--- BEGIN ---

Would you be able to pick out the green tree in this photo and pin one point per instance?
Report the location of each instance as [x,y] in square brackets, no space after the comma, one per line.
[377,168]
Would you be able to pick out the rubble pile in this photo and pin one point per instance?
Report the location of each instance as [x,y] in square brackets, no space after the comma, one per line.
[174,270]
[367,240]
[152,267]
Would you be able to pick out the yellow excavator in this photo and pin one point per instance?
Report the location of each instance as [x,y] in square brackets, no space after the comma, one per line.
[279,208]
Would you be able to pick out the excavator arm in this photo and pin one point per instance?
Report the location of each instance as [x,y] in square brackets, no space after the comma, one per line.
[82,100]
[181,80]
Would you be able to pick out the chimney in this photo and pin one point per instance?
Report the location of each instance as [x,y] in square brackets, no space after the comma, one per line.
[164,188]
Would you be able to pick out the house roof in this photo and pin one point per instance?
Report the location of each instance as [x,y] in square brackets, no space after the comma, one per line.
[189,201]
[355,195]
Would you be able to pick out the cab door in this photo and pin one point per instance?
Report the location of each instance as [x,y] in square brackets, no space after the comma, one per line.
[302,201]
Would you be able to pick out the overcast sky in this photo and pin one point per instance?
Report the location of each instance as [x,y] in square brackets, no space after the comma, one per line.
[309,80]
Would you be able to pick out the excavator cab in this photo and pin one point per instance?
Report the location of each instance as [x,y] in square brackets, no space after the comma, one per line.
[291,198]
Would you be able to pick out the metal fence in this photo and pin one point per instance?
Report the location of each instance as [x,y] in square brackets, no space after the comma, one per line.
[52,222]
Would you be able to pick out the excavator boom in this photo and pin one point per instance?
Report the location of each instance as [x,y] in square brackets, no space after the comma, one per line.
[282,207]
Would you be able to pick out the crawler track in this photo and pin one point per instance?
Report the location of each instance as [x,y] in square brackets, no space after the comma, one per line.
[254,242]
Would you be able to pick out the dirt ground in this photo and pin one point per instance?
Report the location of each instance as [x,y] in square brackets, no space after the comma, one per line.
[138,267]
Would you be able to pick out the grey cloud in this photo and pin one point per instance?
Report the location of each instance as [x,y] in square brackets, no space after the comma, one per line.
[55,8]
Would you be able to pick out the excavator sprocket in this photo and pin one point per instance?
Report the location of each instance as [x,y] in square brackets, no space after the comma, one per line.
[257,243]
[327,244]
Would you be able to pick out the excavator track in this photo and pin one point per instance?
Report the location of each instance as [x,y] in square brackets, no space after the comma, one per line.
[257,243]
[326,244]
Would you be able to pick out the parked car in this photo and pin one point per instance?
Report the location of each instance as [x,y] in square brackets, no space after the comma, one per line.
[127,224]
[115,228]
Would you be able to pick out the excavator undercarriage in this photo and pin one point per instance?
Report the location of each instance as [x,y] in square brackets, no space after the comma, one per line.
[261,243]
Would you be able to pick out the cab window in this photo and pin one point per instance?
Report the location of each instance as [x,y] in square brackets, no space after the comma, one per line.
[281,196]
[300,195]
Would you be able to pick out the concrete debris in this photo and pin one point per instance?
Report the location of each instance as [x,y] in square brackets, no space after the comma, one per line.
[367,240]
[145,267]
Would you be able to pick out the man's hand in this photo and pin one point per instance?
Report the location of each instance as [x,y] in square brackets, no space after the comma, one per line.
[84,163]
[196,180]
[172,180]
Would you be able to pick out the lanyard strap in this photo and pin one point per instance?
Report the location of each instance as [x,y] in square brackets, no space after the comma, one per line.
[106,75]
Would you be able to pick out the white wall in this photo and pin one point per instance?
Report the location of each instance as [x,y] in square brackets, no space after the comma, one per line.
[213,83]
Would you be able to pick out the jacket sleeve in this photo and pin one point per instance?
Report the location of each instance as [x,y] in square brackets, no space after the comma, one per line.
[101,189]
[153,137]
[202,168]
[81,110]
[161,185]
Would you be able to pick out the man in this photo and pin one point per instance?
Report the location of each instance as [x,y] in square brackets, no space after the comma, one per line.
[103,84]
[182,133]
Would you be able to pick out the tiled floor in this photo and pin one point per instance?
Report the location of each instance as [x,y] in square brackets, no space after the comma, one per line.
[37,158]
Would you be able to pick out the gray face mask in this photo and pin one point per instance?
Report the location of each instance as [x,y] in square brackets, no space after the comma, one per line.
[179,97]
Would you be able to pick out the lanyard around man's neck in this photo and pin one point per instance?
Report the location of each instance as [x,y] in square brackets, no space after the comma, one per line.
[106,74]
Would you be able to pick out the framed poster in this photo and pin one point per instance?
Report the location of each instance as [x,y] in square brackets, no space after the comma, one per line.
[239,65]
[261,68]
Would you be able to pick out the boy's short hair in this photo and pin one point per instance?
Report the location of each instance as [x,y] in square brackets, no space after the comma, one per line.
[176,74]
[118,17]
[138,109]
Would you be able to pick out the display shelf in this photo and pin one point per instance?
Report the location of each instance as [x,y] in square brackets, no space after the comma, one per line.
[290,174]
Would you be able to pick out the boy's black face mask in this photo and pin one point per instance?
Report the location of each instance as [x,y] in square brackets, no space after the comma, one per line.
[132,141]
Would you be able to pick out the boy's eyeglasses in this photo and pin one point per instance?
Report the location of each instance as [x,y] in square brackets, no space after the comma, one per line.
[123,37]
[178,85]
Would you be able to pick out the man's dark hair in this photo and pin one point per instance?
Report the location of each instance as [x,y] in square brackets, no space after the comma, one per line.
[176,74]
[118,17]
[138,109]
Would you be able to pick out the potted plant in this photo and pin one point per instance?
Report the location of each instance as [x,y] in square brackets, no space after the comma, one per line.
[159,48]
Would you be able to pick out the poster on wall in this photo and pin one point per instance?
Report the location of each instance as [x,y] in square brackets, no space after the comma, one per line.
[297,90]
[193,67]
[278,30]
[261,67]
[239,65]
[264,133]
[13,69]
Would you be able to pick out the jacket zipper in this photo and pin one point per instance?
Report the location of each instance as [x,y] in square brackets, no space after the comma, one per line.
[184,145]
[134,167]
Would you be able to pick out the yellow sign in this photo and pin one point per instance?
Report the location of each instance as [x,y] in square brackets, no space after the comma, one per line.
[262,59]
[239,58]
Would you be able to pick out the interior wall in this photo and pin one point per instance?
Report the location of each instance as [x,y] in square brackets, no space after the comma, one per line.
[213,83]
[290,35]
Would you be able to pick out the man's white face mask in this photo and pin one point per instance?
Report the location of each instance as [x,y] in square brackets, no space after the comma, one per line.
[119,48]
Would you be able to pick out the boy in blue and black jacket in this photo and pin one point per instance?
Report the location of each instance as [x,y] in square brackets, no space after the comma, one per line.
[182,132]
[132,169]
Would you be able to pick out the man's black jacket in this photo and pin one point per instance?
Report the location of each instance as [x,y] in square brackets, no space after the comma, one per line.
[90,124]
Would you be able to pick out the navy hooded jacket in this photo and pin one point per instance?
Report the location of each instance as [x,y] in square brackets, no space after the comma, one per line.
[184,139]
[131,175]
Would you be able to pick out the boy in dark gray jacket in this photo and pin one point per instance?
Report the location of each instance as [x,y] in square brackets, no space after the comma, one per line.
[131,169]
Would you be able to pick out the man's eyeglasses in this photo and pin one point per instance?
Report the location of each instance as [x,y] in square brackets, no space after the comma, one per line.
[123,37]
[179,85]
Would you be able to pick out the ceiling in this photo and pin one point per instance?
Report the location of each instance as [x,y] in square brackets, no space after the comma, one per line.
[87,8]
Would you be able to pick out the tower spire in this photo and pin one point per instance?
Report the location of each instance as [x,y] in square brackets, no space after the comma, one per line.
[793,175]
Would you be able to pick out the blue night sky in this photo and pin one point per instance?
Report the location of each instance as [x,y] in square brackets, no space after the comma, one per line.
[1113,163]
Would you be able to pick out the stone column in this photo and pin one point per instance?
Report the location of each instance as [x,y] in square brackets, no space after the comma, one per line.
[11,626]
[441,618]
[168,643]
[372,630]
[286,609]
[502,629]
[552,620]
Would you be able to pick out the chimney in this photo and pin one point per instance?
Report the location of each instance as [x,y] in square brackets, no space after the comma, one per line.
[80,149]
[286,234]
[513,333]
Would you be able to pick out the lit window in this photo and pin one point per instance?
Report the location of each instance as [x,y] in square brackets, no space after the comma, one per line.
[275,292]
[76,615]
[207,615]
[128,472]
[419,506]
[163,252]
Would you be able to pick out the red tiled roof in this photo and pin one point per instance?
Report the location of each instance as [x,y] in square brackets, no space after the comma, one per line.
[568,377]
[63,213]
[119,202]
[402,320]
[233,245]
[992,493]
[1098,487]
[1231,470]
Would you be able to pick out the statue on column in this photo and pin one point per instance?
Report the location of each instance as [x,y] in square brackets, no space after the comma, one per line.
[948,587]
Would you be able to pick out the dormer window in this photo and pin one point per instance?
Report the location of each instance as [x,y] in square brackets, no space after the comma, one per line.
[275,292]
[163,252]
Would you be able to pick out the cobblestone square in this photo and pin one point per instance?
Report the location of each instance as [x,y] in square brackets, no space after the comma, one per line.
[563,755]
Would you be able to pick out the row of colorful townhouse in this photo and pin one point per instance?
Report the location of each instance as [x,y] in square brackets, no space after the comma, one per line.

--- END ---

*The exercise*. Render the lines from the one containing "Would you be able to pick out the cobblestone" through the end of the rows above as a Markdown table with the columns No. and Line, omitting any blank lines.

*Exercise response*.
| No. | Line |
|---|---|
| 1 | Would you be able to pick out the cobblestone square in this photo and pin one point per instance? |
| 2 | Report the location of each instance as [x,y] in square brackets, no space after the comma, one per line. |
| 3 | [563,755] |
| 4 | Would you be able to pick out the row of colorful townhouse in this photo and pin one point per instance? |
| 5 | Report the location of each instance as [x,y] in square brackets, no space after the comma, one per line. |